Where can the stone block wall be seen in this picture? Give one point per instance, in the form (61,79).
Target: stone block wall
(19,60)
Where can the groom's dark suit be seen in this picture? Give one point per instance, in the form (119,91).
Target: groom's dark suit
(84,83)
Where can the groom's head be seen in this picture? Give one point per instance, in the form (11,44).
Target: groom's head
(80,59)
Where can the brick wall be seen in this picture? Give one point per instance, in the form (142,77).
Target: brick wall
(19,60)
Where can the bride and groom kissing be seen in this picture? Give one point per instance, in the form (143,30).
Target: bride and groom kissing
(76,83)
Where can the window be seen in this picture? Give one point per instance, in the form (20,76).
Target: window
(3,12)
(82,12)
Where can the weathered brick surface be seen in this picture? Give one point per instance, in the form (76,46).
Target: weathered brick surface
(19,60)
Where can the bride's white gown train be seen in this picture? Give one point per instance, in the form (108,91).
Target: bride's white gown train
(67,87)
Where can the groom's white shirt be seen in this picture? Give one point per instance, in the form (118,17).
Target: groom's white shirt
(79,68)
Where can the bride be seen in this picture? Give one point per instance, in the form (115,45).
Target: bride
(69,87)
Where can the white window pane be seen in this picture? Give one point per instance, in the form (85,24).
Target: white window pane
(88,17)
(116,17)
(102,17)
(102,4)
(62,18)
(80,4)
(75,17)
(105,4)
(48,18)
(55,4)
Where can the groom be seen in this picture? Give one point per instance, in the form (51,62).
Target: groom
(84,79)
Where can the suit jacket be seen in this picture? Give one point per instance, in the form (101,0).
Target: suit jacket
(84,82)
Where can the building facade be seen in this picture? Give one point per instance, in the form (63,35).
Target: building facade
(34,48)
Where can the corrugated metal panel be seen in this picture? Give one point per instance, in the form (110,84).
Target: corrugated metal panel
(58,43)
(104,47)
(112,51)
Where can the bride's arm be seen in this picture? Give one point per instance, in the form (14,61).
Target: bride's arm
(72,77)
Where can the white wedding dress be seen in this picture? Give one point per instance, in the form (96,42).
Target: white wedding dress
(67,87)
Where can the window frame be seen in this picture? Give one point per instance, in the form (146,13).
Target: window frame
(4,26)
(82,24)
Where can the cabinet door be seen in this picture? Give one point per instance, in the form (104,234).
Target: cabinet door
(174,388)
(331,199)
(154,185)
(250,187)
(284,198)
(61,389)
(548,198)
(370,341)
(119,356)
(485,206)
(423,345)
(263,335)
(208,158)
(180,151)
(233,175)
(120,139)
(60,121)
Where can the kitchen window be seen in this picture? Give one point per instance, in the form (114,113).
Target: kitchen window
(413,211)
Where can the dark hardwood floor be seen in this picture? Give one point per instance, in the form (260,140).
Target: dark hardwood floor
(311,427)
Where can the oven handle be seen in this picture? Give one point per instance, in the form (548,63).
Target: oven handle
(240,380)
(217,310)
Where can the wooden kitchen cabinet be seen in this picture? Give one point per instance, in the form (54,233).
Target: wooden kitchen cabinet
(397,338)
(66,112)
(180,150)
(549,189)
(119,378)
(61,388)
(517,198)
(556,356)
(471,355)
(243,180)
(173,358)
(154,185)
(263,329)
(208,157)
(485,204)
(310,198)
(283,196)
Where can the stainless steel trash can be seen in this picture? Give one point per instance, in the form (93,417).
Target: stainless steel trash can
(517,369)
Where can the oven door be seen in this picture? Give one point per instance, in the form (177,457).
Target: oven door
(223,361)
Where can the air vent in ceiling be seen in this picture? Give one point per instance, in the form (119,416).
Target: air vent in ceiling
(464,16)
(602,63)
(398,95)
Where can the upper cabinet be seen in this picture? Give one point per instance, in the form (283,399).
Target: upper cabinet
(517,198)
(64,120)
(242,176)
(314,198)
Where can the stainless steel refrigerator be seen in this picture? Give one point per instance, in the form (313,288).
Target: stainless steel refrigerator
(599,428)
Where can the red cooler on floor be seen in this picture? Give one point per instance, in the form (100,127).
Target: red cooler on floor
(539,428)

====================

*What is expected:*
Send back each record exactly as it stands.

*Solution to this problem:*
Where can the stone block wall be seen in this picture? Give one point per instance, in the form (61,79).
Target: stone block wall
(19,60)
Where can the groom's dark suit be seen in this picture? Give one point per instance, in the form (119,91).
Target: groom's dark suit
(84,83)
Where can the groom's head be seen in this picture? Give one point per instance, in the form (11,44).
Target: groom's head
(80,59)
Where can the brick wall be seen in this picture? Give one point per instance, in the form (142,77).
Target: brick wall
(19,60)
Where can the bride and groom kissing be seen in this picture? Give one point per instance, in the form (143,30).
Target: bride and groom kissing
(76,83)
Where can the window be seen in this picture? Give one point per instance, in the form (20,76).
Target: window
(3,12)
(82,12)
Where can the weathered brick surface be seen in this picture? Give one point per instance, in the form (76,46).
Target: weathered brick surface
(19,60)
Where can the bride's white gown train be seen in this picture? Give one point per instance, in the form (108,91).
Target: bride's white gown train
(67,87)
Where can the groom's white shirt be seen in this picture? Give one point per instance, in the form (118,17).
Target: groom's white shirt
(79,68)
Where can the bride be seen in this picture? Give one point per instance, in the form (115,45).
Target: bride
(69,87)
Where can the white window pane be seen in this picture? Give one point per instance, in the form (85,24).
Target: white window pane
(88,17)
(116,17)
(102,17)
(102,4)
(62,18)
(80,4)
(75,17)
(105,4)
(48,18)
(55,4)
Where can the groom be seen in this picture? Give one point per instance, in the form (51,62).
Target: groom
(84,79)
Where can the suit jacket be seen in this picture? Give one point per instance, in the form (101,0).
Target: suit jacket
(84,82)
Where can the building facade be seen in this picture? Give one point per instance, in the form (63,35).
Target: building facade
(34,48)
Where can the corrugated metal panel be seen in this picture? Give one point per instance, in the form (110,84).
Target: corrugated metal panel
(58,43)
(104,47)
(112,51)
Where can the bride's arm be seen in this picture? Give one point per instance, in the form (14,61).
Target: bride's arm
(72,77)
Where can the white wedding dress be seen in this picture? Give one point per instance, in the form (96,42).
Target: white wedding dress
(67,87)
Where can the window frame be seen in this picture? Give one point per instance, in the form (146,13).
Target: window frame
(4,26)
(82,24)
Where can the cabinet door be seen in this picture? Give one point per instance, in the form (104,234).
Target: cabinet door
(174,388)
(331,199)
(154,185)
(250,187)
(284,198)
(61,389)
(548,198)
(370,341)
(119,356)
(485,206)
(423,345)
(263,335)
(208,158)
(180,151)
(233,175)
(120,139)
(60,121)
Where can the kitchen window be seen in this picture? Give one point per instance, in the form (114,113).
Target: kitchen window
(413,211)
Where can the dark hardwood floor be seen in this picture? Give one point per instance, in the form (260,140).
Target: dark hardwood floor
(311,427)
Where can the oven handle be seen in this picture? Give one point per instance, in the form (548,63).
Target: oven handle
(240,380)
(217,310)
Where can the wooden kitchen cabinet be seen in this picture? Give one point per instance, in the form (54,233).
Target: wooden kitchen cabinet
(397,338)
(66,112)
(180,150)
(549,189)
(119,378)
(61,388)
(517,198)
(556,356)
(471,355)
(243,180)
(173,358)
(154,185)
(263,329)
(208,157)
(485,204)
(310,198)
(283,196)
Where can the stainless steel trash can be seen in this picture? Give one point per instance, in the form (93,417).
Target: stainless steel trash can
(517,369)
Where can the oven door be seen in this picture? Give one point per instance, in the form (177,457).
Target: oven door
(223,361)
Where can the air vent in ceiling be seen in this picture? Give one point per instance, in the form (119,416).
Target: air vent in ceiling
(464,16)
(602,63)
(398,95)
Where can the upper cabinet be seen in this picture? Give one point per instance, in the form (283,399).
Target: upper cabinet
(517,198)
(64,120)
(242,176)
(314,198)
Where can the stainless steel refrigerator be seen in this picture? Give one point per instance, in the form (313,288).
Target: stainless steel refrigerator
(599,428)
Where can the red cooler on floor be seen in this picture? Give one point per instance, in the form (100,127).
Target: red cooler on floor
(539,428)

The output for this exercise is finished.